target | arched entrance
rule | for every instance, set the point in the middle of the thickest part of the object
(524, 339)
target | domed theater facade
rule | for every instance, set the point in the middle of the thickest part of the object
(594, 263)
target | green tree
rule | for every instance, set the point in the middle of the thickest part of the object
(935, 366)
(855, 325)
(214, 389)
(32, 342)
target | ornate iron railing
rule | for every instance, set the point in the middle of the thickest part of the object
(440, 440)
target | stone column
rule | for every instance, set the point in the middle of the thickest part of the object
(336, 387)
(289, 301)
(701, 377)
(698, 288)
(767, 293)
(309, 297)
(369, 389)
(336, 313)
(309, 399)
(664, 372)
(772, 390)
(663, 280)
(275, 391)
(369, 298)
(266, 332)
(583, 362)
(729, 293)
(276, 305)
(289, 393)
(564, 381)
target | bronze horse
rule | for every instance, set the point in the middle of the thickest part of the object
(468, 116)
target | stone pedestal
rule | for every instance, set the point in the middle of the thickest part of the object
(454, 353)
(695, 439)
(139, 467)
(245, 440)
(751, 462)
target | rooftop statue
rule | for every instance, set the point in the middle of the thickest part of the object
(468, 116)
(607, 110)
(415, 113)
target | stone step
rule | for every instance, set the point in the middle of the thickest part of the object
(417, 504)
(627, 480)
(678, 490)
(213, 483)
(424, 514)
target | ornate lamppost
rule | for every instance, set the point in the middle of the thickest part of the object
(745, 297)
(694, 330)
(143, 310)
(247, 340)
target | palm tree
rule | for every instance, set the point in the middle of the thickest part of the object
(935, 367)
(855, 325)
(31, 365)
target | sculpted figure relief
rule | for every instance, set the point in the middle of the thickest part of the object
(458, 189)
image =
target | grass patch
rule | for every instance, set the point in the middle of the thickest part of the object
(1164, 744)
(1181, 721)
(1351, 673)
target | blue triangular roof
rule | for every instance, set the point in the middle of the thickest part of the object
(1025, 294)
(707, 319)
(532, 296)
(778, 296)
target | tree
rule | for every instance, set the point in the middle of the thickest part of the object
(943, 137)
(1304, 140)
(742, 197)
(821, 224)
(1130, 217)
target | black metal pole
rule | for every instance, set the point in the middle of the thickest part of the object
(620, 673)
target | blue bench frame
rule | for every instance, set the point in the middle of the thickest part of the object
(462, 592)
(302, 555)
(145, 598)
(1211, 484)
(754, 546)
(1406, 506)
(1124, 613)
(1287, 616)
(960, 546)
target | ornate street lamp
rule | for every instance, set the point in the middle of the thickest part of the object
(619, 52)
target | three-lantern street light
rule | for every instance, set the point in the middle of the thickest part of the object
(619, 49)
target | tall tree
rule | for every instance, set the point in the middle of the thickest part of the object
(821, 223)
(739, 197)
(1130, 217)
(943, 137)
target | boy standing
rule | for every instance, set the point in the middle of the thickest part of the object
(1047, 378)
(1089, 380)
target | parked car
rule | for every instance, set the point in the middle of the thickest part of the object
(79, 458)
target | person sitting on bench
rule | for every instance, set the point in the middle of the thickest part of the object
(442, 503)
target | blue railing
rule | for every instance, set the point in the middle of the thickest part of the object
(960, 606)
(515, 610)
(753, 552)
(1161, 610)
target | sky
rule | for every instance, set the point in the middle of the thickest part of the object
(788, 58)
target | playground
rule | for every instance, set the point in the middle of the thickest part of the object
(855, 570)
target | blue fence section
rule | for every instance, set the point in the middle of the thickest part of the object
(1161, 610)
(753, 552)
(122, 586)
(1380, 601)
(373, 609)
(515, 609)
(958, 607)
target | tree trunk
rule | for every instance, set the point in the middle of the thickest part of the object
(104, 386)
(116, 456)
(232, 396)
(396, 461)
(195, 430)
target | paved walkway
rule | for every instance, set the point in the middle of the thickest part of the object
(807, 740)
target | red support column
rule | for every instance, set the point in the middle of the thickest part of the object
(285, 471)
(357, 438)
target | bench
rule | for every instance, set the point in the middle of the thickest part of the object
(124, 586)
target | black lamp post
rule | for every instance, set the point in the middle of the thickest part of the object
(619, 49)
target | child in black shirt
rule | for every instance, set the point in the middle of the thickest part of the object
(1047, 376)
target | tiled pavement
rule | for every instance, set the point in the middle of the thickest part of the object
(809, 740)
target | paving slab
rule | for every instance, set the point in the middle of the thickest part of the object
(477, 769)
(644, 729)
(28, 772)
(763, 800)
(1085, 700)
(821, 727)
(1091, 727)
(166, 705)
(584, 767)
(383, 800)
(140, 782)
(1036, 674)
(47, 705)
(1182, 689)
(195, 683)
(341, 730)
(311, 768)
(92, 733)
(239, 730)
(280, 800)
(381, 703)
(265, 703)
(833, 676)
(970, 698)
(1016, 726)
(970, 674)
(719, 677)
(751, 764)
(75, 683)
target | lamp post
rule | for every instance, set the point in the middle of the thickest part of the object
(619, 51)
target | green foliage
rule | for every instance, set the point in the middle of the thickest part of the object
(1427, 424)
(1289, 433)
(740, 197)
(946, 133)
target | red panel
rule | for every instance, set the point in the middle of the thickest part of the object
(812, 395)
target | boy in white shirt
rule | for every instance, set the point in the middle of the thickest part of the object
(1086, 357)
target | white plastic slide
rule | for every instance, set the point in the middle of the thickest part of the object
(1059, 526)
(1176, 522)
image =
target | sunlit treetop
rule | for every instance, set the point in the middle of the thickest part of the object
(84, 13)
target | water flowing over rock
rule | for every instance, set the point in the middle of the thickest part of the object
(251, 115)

————————

THE TASK:
Starting at the first line and ending at the line that contains "(1351, 673)", output those lines as a JSON list of strings, one string per line, leaving out any blank lines.

REPLY TO THE EXERCISE:
[
  "target | arched entrance",
  "rule | for every instance, set the point in the middle of the thickest part of the object",
  "(524, 339)",
  "target | domed theater facade",
  "rule | for every instance, set the point in the middle of the thickest part of the object",
  "(594, 263)",
  "target | green tree",
  "rule | for every instance, set the point in the middle of the thickest part of the object",
  "(935, 366)",
  "(855, 325)",
  "(214, 389)",
  "(32, 342)",
  "target | ornate iron railing",
  "rule | for every instance, set the point in the middle of the thickest part of the object",
  "(440, 440)",
  "target | stone column",
  "rule | for every instance, set the point in the middle of the thickest part of the object",
  "(336, 387)",
  "(289, 301)",
  "(701, 377)",
  "(698, 288)",
  "(767, 293)",
  "(309, 297)",
  "(369, 389)",
  "(336, 313)",
  "(309, 399)",
  "(664, 372)",
  "(772, 390)",
  "(663, 280)",
  "(275, 391)",
  "(369, 298)",
  "(266, 332)",
  "(583, 362)",
  "(729, 293)",
  "(276, 305)",
  "(289, 393)",
  "(564, 381)",
  "target | bronze horse",
  "rule | for every instance, set the point in the middle of the thickest part of the object",
  "(468, 116)",
  "target | stone pedestal",
  "rule | for every instance, set the point in the middle of the thickest part of the object",
  "(454, 353)",
  "(695, 439)",
  "(139, 467)",
  "(245, 440)",
  "(751, 462)",
  "target | rooftop statue",
  "rule | for every instance, set the point in the middle of the thickest part of the object",
  "(468, 116)",
  "(607, 110)",
  "(415, 113)",
  "target | stone step",
  "rule | for every instance, set the point in the middle of the thickest part of the object",
  "(417, 504)",
  "(627, 480)",
  "(678, 490)",
  "(213, 483)",
  "(424, 514)",
  "target | ornate lamppost",
  "rule | for every instance, set the point in the middle of the thickest part of the object",
  "(745, 297)",
  "(694, 330)",
  "(143, 310)",
  "(247, 340)",
  "target | palm tree",
  "rule | for every instance, set the point in the middle of the thickest part of the object",
  "(935, 367)",
  "(855, 325)",
  "(31, 365)",
  "target | sculpted figure relief",
  "rule | for every instance, set the point in the middle of the thickest part of the object",
  "(458, 189)",
  "image =",
  "target | grass patch",
  "rule | for every instance, set the point in the middle of the thickest part of the object",
  "(1164, 744)",
  "(1181, 721)",
  "(1351, 673)"
]